* Begin Material provided *

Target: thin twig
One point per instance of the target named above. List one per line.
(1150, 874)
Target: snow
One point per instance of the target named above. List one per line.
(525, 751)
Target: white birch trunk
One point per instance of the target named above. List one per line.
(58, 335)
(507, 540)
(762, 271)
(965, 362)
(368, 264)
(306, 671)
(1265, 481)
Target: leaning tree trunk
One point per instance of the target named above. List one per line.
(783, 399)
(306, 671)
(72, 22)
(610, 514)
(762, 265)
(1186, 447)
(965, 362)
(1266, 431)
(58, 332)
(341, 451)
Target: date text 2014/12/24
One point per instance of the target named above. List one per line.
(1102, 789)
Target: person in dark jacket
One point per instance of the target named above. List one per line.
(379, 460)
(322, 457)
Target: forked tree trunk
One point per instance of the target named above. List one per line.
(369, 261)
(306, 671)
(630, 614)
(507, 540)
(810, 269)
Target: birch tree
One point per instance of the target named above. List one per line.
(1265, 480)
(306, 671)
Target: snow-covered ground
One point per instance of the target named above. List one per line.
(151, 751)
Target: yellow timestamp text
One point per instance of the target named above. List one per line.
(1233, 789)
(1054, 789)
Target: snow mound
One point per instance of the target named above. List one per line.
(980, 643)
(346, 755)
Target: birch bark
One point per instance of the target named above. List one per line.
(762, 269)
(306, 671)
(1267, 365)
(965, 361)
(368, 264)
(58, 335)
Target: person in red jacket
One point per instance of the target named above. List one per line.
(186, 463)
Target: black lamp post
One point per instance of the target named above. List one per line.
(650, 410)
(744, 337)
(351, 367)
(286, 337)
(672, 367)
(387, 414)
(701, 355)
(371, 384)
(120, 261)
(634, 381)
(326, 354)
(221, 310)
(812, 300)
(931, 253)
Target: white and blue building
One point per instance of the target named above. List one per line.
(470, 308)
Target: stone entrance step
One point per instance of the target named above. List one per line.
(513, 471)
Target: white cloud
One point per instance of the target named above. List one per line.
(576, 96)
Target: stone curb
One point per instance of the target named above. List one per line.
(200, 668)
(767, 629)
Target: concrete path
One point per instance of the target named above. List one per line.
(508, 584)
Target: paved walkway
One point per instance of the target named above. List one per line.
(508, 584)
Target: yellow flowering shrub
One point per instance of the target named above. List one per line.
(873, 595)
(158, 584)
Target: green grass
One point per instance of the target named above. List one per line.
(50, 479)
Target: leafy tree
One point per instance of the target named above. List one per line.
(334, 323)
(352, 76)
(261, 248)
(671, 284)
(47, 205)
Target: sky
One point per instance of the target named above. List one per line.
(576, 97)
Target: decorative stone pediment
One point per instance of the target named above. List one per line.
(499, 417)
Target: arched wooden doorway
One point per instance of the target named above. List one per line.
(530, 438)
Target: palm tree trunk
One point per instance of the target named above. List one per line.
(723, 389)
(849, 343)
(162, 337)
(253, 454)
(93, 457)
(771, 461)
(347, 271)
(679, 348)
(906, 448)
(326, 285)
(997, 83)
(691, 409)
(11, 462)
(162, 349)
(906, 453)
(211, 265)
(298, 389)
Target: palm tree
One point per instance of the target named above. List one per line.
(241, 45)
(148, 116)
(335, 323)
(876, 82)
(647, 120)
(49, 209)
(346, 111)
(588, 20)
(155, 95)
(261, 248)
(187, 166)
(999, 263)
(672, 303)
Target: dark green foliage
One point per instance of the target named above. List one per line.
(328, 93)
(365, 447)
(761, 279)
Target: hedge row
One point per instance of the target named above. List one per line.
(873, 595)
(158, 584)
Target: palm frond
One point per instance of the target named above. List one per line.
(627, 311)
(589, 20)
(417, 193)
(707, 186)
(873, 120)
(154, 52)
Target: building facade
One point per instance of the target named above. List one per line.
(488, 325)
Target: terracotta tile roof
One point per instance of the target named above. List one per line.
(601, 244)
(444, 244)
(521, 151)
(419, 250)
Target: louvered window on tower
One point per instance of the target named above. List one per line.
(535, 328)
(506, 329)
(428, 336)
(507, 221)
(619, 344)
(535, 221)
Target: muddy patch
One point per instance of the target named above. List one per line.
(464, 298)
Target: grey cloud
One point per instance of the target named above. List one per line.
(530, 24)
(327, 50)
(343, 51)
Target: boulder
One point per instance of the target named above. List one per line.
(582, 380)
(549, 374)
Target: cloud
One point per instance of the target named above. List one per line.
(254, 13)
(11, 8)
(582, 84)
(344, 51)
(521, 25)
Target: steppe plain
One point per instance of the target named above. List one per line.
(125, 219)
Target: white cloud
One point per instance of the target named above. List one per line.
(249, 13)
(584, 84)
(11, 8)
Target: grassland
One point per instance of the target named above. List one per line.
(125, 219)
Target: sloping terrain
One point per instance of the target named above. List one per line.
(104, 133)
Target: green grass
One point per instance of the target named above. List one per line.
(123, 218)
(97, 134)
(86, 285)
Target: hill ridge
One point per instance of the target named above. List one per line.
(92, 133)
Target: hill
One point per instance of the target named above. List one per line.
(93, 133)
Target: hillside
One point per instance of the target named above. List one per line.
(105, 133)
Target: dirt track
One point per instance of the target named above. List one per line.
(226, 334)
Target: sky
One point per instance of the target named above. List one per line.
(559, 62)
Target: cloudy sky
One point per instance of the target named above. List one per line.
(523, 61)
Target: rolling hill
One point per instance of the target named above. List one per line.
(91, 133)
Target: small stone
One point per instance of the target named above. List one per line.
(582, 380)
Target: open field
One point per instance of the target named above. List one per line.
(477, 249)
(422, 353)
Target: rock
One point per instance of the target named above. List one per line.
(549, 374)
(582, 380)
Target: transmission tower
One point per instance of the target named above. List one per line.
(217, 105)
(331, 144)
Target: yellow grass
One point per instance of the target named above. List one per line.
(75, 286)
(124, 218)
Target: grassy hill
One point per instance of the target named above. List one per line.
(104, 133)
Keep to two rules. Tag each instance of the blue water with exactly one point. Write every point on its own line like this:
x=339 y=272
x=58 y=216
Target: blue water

* End Material provided *

Exercise prompt -
Repeat, character for character, the lines from the one that holds "Target: small stone" to the final line of the material, inclusive, and no other lines.

Complete output -
Target: small stone
One point per instance of the target named above. List one per line.
(582, 380)
Target: open field
One point per instance of the target named above. List one per line.
(477, 249)
(422, 353)
Target: rock
One point per instance of the target named above. List one per line.
(549, 374)
(582, 380)
Target: transmission tower
One point per instance of the target named above. List one per line.
(217, 105)
(331, 144)
Target: yellow grass
One point per instance of the target named above. List one per line.
(75, 286)
(124, 218)
Target: grassy hill
One point per instance of the target named above. List one per line.
(104, 133)
Keep to two rules. Tag each instance of the blue water with exactly one point. Write every point on its own line like this:
x=339 y=272
x=58 y=216
Target: blue water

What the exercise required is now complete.